[Rows from a dataset]
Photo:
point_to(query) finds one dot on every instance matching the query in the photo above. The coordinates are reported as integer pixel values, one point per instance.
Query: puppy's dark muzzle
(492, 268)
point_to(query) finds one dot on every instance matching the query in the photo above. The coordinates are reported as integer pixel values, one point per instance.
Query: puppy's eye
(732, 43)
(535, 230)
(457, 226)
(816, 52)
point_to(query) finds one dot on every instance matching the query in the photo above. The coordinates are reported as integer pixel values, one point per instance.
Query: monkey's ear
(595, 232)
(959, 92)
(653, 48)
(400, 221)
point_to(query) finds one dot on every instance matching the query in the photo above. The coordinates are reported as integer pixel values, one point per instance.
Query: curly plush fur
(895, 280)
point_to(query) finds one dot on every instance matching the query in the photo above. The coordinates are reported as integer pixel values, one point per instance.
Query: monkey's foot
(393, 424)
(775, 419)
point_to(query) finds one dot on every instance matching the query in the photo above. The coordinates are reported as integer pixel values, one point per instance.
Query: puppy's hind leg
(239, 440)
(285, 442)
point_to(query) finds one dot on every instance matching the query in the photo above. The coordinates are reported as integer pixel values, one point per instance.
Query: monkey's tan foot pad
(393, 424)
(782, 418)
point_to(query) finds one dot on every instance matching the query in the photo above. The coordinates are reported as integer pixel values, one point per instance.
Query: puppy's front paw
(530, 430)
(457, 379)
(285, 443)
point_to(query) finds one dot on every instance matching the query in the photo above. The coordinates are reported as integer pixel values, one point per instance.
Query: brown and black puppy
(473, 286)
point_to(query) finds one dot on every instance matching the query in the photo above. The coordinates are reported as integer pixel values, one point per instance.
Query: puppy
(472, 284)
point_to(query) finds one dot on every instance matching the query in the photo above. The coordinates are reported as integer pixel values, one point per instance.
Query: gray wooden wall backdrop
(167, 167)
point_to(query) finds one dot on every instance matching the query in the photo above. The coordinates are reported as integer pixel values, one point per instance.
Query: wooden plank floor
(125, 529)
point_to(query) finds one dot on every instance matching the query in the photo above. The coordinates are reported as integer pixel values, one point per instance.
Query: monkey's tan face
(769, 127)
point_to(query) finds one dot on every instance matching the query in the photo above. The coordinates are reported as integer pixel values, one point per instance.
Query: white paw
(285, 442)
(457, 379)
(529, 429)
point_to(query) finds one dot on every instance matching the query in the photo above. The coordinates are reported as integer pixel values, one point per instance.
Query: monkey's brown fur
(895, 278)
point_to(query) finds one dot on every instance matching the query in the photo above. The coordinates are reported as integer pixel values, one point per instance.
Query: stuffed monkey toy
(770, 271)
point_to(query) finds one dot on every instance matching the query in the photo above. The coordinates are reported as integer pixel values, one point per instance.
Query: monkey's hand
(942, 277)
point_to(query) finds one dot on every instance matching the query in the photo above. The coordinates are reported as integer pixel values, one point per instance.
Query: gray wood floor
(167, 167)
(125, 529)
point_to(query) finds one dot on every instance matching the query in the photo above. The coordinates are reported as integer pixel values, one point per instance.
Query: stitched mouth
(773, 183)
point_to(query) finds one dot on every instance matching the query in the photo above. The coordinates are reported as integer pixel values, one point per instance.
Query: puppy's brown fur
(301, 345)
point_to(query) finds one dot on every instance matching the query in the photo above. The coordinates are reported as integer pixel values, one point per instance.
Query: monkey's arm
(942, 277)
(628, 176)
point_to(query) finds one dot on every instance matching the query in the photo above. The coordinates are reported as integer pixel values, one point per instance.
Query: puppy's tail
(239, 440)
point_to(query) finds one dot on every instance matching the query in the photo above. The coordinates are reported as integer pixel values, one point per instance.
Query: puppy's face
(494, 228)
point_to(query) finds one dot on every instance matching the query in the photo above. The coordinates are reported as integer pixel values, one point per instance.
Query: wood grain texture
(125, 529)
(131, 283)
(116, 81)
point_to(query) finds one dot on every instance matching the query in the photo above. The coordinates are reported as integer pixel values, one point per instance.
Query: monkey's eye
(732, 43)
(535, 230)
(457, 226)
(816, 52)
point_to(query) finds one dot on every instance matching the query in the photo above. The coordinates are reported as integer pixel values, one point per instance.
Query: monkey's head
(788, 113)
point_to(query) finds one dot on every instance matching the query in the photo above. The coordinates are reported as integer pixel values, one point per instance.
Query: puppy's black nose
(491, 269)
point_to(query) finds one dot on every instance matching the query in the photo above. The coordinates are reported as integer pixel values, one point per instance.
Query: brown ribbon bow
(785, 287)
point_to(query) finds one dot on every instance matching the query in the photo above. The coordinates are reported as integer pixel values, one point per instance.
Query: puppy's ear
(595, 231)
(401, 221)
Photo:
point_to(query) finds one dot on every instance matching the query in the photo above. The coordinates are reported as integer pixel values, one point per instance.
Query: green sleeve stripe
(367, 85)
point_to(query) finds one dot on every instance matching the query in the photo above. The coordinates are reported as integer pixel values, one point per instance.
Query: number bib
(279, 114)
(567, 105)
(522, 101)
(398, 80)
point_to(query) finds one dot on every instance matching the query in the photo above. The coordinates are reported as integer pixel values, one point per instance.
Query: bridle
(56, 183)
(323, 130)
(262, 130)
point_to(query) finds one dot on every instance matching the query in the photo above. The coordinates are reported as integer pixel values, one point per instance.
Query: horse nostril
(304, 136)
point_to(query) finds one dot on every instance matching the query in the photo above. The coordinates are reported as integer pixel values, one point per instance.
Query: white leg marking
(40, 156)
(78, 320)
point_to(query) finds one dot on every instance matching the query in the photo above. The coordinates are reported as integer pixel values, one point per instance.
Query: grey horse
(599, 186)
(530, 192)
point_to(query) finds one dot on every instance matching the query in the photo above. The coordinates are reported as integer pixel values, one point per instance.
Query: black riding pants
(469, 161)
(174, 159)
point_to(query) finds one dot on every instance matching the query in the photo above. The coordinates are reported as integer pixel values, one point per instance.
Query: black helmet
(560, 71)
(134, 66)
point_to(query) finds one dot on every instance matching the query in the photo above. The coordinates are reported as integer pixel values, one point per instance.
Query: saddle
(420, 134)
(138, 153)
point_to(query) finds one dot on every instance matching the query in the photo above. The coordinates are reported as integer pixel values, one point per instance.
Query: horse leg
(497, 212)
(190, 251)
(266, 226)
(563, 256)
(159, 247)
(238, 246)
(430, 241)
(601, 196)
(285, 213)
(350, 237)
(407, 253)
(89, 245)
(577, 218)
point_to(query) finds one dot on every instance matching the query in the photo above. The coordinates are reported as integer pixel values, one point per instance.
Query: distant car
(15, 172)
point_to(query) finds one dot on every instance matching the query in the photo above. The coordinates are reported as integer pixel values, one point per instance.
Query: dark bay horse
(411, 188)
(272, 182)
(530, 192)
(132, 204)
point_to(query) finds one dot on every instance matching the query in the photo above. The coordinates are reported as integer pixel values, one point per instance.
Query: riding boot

## Required work
Repeat the material in full, exactly as it stands.

## Task answer
Photo:
point_to(query) finds one dot on every instance matching the query in the photo above. The coordinates are reported as integer pixel values, one point per instance.
Query: puppy's dark muzzle
(492, 268)
point_to(query) finds one dot on every instance matching the query in the photo above. The coordinates are reported as integer pixel values, one point per instance.
Query: puppy's eye
(732, 43)
(535, 230)
(457, 226)
(816, 52)
point_to(query) finds one dot on every instance matching the query in the photo above. The coordinates are reported as integer pixel values, one point per instance.
Query: monkey's ear
(595, 232)
(959, 92)
(653, 48)
(400, 221)
point_to(query) finds one dot on every instance matching the query in the photo above. The coordinates are reported as integer pixel values, one point per instance.
Query: curly plush fur
(895, 280)
point_to(query) finds one dot on every instance matching the query in the photo above. The coordinates are reported as integer pixel values, one point per instance.
Query: monkey's foot
(393, 424)
(775, 419)
point_to(query) finds one dot on every instance matching the query in the photo above. The coordinates are reported as integer pixel values, one point per instance.
Query: puppy's hind leg
(239, 440)
(285, 442)
point_to(query) finds one dot on every instance matching the query in the photo above. The coordinates are reported as integer pixel values, one point per instance.
Query: monkey's tan foot pad
(393, 424)
(782, 418)
point_to(query) finds one dot on every instance matching the query in the photo above. The coordinates are reported as integer pixel values, one point per instance.
Query: puppy's front paw
(530, 430)
(457, 379)
(285, 443)
point_to(query) finds one dot on every instance matching the query in the photo above. The coordinates are reported as integer pixel values, one point per instance.
Query: brown and black puppy
(473, 286)
point_to(query) finds one dot on every instance matching the query in the photo above. The coordinates are reported as integer pixel values, one point per instance.
Query: puppy
(472, 284)
point_to(query) finds one dot on every instance matching the query in the photo above. The coordinates are reported as integer pixel values, one point per instance.
Query: gray wooden wall backdrop
(167, 167)
point_to(query) finds one dot on every instance matching the query in the photo above. The coordinates are reported as integer pixel values, one point per instance.
Query: wooden plank floor
(125, 529)
point_to(query) finds one dot on every instance matching the query in the photo above. The coordinates are reported as integer pixel values, one point per instance.
Query: monkey's tan face
(769, 127)
point_to(query) finds one dot on every instance matching the query in the photo above. The coordinates are reported as integer pixel values, one point per instance.
Query: white paw
(285, 442)
(457, 379)
(529, 429)
point_to(query) finds one dot on every instance matching the query in the photo above. The coordinates are reported as integer pixel values, one point per instance.
Query: monkey's brown fur
(895, 278)
point_to(query) finds one dot on every instance matching the query in the photo above. The coordinates are reported as integer pixel values, one point per instance.
Query: stuffed monkey toy
(770, 271)
point_to(query) finds one dot on every instance matching the query in the photo above. The coordinates are reported as integer pixel values, one point per instance.
Query: monkey's hand
(942, 277)
point_to(query) finds one dot on every instance matching the query in the photo above. The coordinates are reported as integer pixel values, one point per instance.
Query: gray wood floor
(167, 167)
(125, 529)
point_to(query) finds one dot on every instance matching the query in the photo above. The coordinates are reported as integer pixel values, one point per instance.
Query: stitched mouth
(773, 183)
point_to(query) finds one dot on every instance matching the query in the photo above. The coordinates are reported as integer pixel values, one point per instance.
Query: puppy's brown fur
(301, 345)
point_to(query) finds one dot on every instance matching the query in the photo above. The coordinates are reported as integer pixel values, one point per instance.
Query: monkey's arm
(942, 277)
(628, 176)
point_to(query) finds one dot on every instance matching the query in the photo above. The coordinates are reported as integer pixel values, one point per instance.
Query: puppy's tail
(239, 440)
point_to(query) finds one dot on every instance matching the query in the photo above. The coordinates are reported as integer pixel values, one point per instance.
Query: puppy's face
(494, 228)
point_to(query) finds one dot on every instance matching the query in the photo above. The coordinates are reported as integer pixel values, one point per instance.
Query: wood grain texture
(125, 529)
(131, 283)
(116, 81)
point_to(query) finds one dot on every instance matching the query in the photo above. The coordinates are reported as integer pixel values, one point per instance.
Query: monkey's eye
(732, 43)
(535, 230)
(457, 226)
(816, 52)
point_to(query) finds one dot on every instance matching the query in the photo above. The coordinates are reported as integer pixel values, one point per instance.
Query: monkey's head
(788, 113)
point_to(query) finds one dot on every instance matching the query in the photo above. The coordinates are reported as integer pixel values, one point per instance.
Query: puppy's black nose
(491, 269)
point_to(query) finds one dot on every instance matching the query in the photo above. The coordinates are reported as integer pixel values, one point per instance.
Query: brown ribbon bow
(785, 287)
point_to(query) finds one dot on every instance matching the query in the photo above. The coordinates are reported as integer pixel values, one point per instance.
Query: puppy's ear
(595, 231)
(401, 221)
Photo:
point_to(query) finds one dot on every instance matching the query in the photo above. The coordinates are reported as integer pixel values, one point per instance.
Query: green sleeve stripe
(367, 85)
point_to(query) finds one dot on every instance matching the query in the photo above. The coordinates are reported as integer pixel values, one point per instance.
Query: number bib
(279, 114)
(567, 105)
(522, 101)
(398, 80)
point_to(query) finds one dot on every instance matching the query in the photo above. The coordinates are reported as integer pixel values, one point per instance.
Query: bridle
(56, 183)
(323, 130)
(262, 130)
point_to(query) finds one dot on every instance matching the query in the photo above. The coordinates are reported as integer pixel values, one point per instance.
Query: horse nostril
(304, 136)
point_to(query) finds one dot on every instance matching the query in the photo above. The coordinates are reported as integer pixel values, one point per instance.
Query: white leg marking
(40, 156)
(78, 320)
point_to(query) finds one dot on every instance matching the query in the photo above. The coordinates are reported as integer pixel values, one point per instance.
Query: grey horse
(599, 186)
(530, 192)
point_to(query) finds one dot on every instance matching the query in the photo above. The coordinates are reported as integer pixel values, one point per instance.
Query: black riding pants
(469, 161)
(174, 159)
point_to(query) finds one dot on every instance matching the query in the photo above. The coordinates are reported as integer pixel values, one point per instance.
Query: black helmet
(560, 71)
(134, 66)
point_to(query) finds one dot on every instance matching the query in the photo above. The coordinates are reported as integer pixel values, one point per instance.
Query: saddle
(420, 134)
(138, 153)
point_to(query) finds one dot on every instance matching the query in the photo above. The coordinates are reported as integer pixel values, one point per instance.
Query: horse leg
(497, 212)
(190, 251)
(266, 226)
(563, 256)
(159, 247)
(238, 246)
(430, 241)
(601, 196)
(285, 213)
(350, 237)
(407, 253)
(89, 245)
(577, 218)
point_to(query) finds one dot on every instance matching the query in the photo above. The coordinates are reported as integer pixel values, one point per instance.
Query: distant car
(15, 172)
point_to(query) finds one dot on every instance matching the query in the photo above. The coordinates are reported as integer pixel values, one point per instance.
Query: dark bay horse
(411, 188)
(272, 182)
(530, 192)
(132, 204)
point_to(query) finds one dot on every instance matching the query in the photo above. The coordinates are reported as integer pixel values, one point per instance.
Query: riding boot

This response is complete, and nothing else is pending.